#### WHAT THIS TASK INVOLVES
Please restate, word for word, each line from the one containing "Corridor-survey task: point out each instance of the silver car" through the end of the entries below.

Records excerpted from a collection:
..............................

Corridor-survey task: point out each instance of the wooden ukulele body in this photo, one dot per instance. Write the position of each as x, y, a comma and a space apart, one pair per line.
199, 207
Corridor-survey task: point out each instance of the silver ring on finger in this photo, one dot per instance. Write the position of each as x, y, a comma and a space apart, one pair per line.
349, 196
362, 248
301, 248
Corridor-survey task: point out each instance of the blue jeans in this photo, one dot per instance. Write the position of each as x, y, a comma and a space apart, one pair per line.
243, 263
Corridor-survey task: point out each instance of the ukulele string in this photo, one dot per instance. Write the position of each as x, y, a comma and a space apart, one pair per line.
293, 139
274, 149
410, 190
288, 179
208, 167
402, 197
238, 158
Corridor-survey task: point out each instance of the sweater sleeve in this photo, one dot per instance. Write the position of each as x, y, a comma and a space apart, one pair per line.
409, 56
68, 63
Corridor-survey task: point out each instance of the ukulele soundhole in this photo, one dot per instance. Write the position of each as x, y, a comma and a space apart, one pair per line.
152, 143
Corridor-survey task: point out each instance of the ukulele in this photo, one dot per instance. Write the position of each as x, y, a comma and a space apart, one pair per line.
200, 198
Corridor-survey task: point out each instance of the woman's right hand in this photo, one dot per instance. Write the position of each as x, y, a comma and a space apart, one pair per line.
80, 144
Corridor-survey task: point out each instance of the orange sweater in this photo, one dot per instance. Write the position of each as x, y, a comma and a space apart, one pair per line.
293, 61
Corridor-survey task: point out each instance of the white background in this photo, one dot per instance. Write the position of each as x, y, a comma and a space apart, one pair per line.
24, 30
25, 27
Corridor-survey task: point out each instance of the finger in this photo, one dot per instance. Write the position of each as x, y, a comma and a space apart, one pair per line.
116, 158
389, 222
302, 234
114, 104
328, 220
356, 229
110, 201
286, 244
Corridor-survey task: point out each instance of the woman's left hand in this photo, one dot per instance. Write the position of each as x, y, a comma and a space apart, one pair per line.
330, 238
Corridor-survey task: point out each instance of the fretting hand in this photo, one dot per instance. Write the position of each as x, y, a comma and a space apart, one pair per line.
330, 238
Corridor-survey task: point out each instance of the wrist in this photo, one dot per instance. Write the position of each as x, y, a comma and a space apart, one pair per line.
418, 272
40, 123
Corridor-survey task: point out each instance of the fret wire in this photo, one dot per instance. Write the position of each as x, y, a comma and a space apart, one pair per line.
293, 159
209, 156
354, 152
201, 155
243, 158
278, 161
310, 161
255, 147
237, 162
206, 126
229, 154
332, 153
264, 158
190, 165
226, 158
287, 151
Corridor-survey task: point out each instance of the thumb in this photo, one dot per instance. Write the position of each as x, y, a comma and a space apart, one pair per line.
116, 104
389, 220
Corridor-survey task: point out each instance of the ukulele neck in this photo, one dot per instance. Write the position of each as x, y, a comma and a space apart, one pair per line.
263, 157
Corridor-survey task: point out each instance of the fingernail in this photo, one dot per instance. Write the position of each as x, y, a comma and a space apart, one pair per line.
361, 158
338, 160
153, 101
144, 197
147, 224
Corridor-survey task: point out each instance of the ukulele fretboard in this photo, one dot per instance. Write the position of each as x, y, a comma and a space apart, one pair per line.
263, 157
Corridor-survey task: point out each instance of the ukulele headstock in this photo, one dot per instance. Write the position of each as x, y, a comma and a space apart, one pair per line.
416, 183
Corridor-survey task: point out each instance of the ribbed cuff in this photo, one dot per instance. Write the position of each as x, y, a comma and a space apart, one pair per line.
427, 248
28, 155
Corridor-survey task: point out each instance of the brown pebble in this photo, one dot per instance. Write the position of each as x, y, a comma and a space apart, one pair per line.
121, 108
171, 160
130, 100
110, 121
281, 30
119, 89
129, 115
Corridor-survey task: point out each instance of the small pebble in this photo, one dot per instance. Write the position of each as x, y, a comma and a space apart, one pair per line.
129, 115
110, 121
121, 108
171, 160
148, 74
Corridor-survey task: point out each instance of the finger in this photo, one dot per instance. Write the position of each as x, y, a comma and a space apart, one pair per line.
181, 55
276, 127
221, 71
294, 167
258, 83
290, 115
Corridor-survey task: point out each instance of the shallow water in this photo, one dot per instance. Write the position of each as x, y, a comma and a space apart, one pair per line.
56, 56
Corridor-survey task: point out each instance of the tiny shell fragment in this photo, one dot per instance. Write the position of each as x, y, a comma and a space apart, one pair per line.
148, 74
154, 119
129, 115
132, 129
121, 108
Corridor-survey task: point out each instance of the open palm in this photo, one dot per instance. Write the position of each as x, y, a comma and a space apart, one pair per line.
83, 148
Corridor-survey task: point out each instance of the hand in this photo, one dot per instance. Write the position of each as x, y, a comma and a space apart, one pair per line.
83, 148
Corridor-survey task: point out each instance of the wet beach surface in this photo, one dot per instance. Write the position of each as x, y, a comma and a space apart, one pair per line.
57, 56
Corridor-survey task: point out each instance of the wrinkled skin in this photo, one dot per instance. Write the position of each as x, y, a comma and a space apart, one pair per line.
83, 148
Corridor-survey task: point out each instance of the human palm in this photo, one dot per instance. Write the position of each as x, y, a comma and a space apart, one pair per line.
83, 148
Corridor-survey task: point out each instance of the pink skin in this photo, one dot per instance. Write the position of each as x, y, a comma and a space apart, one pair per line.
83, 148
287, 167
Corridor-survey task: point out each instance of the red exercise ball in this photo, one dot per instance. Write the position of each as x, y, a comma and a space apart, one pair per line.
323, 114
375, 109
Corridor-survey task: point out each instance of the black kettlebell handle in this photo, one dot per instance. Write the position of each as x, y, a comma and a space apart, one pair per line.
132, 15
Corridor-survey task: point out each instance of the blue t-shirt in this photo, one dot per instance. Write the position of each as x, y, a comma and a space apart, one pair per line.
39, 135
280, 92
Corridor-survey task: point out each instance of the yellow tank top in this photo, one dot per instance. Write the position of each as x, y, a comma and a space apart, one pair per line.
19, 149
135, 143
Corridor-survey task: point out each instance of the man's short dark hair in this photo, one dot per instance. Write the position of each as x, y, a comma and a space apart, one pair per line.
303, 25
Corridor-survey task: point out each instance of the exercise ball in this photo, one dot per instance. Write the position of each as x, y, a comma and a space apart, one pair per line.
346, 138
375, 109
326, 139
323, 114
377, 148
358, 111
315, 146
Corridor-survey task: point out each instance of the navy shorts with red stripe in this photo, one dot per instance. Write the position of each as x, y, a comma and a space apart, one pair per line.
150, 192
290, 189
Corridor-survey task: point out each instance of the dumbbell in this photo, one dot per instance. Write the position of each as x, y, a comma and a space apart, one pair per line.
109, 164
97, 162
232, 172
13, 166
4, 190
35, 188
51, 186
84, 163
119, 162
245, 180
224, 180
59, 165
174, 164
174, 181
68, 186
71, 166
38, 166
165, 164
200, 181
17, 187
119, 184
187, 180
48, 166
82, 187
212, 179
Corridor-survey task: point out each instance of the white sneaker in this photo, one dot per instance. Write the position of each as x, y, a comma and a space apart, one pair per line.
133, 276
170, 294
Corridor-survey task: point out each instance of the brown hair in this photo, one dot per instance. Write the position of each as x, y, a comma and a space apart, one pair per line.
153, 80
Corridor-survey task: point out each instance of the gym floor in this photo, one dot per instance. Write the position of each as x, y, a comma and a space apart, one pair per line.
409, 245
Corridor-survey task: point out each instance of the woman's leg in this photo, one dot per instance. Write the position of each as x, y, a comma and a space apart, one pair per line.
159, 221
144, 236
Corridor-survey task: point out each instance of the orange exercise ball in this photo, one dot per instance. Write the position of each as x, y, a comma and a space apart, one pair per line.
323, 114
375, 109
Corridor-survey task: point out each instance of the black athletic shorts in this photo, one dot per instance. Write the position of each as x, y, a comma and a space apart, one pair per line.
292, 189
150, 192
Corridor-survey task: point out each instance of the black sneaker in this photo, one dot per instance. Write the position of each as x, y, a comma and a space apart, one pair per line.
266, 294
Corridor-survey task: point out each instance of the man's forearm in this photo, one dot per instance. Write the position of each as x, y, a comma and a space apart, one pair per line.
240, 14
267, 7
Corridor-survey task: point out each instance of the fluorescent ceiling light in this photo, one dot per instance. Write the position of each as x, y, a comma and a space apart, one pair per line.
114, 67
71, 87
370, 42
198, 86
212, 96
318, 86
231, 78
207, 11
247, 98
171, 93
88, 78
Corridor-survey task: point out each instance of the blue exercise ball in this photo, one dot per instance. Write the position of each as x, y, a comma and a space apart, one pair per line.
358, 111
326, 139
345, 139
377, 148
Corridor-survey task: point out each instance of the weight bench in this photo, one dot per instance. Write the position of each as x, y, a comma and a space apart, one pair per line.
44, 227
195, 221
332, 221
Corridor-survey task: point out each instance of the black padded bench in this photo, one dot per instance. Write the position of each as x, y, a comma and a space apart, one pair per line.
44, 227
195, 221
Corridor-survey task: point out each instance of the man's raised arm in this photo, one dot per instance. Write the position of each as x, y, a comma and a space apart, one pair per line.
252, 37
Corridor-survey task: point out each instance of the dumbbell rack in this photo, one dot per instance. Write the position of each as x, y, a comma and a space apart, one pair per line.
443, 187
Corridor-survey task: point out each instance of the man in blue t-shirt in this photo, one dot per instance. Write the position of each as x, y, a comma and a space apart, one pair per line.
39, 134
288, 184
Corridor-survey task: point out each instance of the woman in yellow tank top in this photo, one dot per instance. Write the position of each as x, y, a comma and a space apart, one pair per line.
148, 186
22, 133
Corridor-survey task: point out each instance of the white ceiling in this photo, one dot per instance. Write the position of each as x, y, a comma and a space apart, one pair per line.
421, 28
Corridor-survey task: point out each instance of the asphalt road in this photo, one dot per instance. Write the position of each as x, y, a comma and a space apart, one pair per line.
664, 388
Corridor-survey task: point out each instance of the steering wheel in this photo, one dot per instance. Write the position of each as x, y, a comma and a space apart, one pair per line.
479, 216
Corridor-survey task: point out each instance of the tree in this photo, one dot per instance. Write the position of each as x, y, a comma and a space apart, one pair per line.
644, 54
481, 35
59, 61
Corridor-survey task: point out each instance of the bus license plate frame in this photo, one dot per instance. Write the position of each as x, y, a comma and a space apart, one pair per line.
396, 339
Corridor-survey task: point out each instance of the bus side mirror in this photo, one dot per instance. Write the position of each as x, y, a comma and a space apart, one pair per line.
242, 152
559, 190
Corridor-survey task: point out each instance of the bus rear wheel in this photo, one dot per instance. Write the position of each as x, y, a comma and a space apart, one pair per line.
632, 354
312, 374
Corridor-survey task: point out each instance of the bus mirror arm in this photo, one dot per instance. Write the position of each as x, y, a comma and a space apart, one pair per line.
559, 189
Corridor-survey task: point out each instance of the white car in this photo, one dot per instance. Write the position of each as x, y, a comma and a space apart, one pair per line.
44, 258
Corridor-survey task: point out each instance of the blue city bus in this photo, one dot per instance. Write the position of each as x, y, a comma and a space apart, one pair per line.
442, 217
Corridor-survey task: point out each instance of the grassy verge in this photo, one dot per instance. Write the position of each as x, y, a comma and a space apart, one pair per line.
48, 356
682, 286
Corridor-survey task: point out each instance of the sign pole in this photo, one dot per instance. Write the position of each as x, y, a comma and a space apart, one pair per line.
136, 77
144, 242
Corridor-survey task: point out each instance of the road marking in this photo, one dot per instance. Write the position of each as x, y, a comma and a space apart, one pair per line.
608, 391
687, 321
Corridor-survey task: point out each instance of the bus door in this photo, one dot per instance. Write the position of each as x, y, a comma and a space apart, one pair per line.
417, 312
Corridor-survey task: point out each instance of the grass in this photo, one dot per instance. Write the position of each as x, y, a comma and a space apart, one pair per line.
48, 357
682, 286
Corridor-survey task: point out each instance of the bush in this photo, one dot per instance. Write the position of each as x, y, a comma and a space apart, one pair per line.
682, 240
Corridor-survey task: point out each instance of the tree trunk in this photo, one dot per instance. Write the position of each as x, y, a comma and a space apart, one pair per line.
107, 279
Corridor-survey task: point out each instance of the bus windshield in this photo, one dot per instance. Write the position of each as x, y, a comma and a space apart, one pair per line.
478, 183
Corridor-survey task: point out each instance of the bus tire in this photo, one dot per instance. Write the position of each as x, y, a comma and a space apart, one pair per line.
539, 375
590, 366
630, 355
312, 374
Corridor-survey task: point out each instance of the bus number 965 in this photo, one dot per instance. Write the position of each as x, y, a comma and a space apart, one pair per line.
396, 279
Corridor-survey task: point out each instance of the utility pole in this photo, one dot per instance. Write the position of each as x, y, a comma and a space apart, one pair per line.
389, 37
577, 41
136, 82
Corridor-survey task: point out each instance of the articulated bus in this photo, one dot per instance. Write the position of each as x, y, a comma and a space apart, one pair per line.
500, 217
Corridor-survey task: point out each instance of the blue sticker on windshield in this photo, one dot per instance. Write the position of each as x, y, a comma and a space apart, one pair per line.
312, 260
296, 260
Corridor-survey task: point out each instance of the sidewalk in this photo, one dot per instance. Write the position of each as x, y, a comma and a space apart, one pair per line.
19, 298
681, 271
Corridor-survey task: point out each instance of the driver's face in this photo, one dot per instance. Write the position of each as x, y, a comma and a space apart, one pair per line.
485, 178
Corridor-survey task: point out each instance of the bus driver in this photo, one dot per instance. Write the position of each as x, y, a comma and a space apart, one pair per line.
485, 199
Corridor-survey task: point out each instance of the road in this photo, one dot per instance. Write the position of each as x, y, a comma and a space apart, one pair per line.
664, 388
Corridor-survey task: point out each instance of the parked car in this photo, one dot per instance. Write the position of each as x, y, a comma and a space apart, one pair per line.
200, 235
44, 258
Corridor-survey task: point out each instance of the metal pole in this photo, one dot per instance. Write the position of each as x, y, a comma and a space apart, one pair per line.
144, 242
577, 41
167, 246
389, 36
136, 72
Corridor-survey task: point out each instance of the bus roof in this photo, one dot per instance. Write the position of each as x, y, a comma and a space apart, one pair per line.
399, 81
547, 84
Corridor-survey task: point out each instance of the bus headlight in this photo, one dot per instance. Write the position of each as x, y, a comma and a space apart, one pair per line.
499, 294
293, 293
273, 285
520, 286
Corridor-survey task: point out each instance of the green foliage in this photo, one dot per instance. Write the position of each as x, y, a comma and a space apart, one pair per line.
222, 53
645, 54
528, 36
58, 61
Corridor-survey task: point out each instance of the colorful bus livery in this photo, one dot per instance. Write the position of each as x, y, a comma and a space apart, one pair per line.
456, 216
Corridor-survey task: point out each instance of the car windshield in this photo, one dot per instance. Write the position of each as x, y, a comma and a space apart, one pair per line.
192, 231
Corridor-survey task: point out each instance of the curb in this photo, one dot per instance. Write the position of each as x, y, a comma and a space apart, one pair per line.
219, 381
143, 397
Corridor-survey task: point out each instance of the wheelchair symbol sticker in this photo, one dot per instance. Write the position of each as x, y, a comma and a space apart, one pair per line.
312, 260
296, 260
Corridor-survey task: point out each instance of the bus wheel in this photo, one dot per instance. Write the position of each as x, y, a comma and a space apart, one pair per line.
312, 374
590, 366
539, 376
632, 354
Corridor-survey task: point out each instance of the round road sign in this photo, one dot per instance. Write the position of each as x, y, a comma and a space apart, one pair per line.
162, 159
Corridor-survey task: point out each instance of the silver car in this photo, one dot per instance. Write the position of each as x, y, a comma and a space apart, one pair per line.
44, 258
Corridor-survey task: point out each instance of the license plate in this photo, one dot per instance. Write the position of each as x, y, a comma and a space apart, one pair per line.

..............................

#### EXERCISE RESULT
Corridor-survey task: point out each instance of the silver car in this photo, one dot per instance. Write the position of each as x, y, a comma and a space apart, one pair per line.
44, 258
Corridor-survey task: point out each instance of the license plate in this photo, one dot per instance. Write the position of each as x, y, a comma and a space apart, one pair per line.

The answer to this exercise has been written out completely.